* [WHAT THE TASK ASKS]: Check every line of the entries that follow, and copy the ones containing "tree".

* [RAW DATA]:
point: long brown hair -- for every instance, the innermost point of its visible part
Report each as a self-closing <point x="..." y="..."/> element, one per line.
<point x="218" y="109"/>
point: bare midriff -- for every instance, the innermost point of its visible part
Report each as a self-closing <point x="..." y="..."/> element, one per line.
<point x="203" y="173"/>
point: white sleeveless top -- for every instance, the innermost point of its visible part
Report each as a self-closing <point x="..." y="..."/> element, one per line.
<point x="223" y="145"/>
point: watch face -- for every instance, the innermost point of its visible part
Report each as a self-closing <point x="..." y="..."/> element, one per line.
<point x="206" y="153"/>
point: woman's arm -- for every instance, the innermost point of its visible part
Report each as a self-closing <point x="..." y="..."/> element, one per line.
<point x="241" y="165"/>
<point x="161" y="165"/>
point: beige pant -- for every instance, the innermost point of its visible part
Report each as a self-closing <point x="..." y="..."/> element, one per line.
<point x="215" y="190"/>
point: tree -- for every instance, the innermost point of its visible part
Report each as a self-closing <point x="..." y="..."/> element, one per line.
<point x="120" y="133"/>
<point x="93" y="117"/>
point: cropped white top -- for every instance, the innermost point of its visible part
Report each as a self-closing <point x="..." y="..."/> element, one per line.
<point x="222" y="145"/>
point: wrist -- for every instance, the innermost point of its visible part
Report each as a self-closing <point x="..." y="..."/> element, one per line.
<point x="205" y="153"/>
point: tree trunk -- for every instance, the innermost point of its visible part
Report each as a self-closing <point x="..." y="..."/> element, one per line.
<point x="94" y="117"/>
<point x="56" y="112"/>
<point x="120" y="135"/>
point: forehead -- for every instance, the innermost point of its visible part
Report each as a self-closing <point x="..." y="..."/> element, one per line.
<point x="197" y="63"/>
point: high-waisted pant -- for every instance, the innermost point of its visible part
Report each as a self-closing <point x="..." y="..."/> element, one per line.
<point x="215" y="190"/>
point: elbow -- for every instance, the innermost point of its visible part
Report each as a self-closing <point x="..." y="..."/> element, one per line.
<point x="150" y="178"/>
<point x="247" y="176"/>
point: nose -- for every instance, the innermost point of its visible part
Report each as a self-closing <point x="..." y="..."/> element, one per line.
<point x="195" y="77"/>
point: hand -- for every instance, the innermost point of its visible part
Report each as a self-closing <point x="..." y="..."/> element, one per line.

...

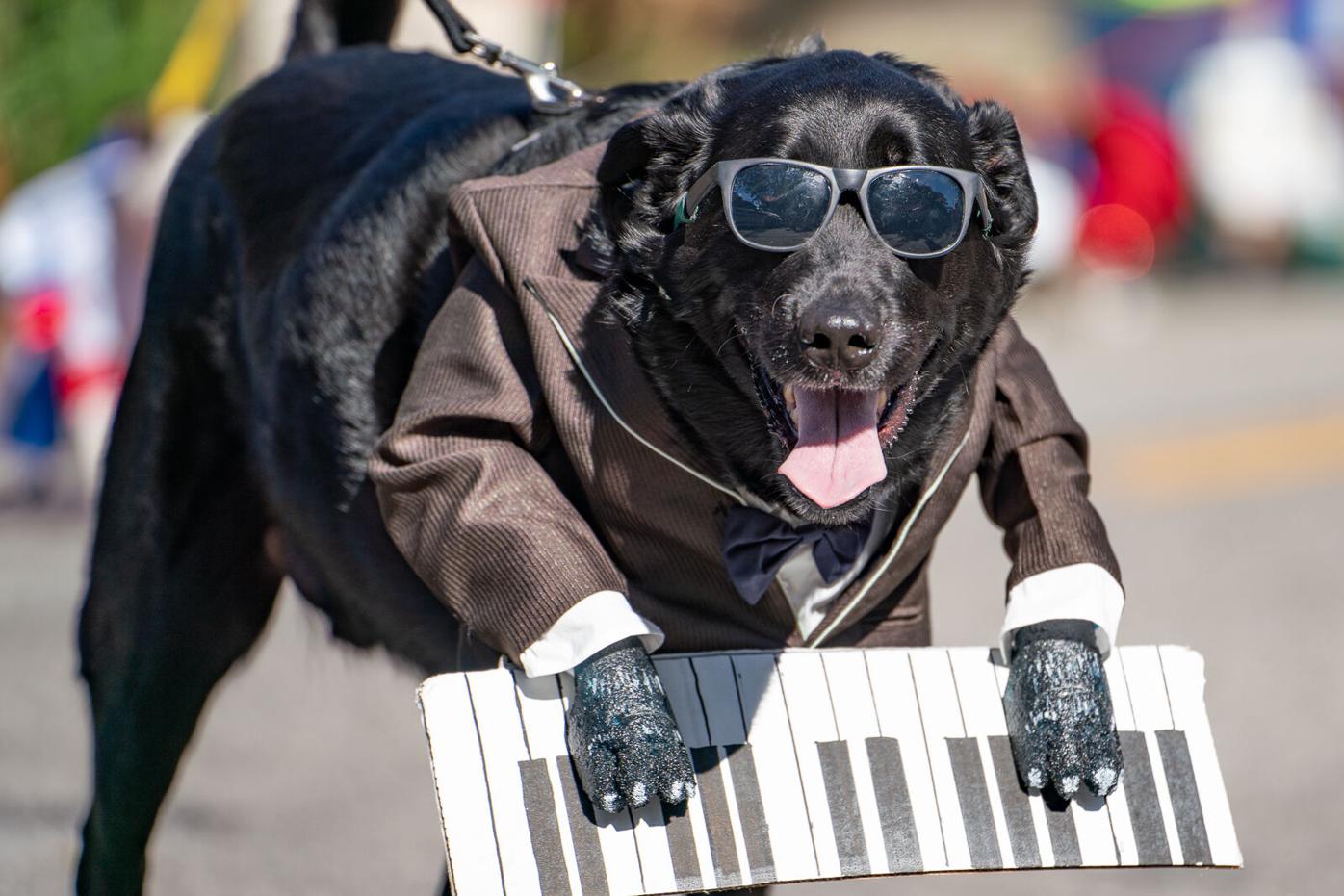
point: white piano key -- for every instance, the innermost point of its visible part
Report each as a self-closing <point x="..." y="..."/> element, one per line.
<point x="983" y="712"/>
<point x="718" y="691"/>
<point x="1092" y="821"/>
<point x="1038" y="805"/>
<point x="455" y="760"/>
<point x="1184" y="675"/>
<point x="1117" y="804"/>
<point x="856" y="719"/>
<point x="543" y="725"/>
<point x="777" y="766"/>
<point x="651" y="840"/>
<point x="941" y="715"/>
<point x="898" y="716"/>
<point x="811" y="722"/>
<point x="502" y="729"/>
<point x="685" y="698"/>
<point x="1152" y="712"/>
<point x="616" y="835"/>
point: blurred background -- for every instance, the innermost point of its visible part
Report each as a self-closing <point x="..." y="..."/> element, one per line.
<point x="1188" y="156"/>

* [RESPONSE AREA]:
point: tree -- for every instance, the innermost point of its visible part
point: tree trunk -- for every instance, the innermost point of its visible part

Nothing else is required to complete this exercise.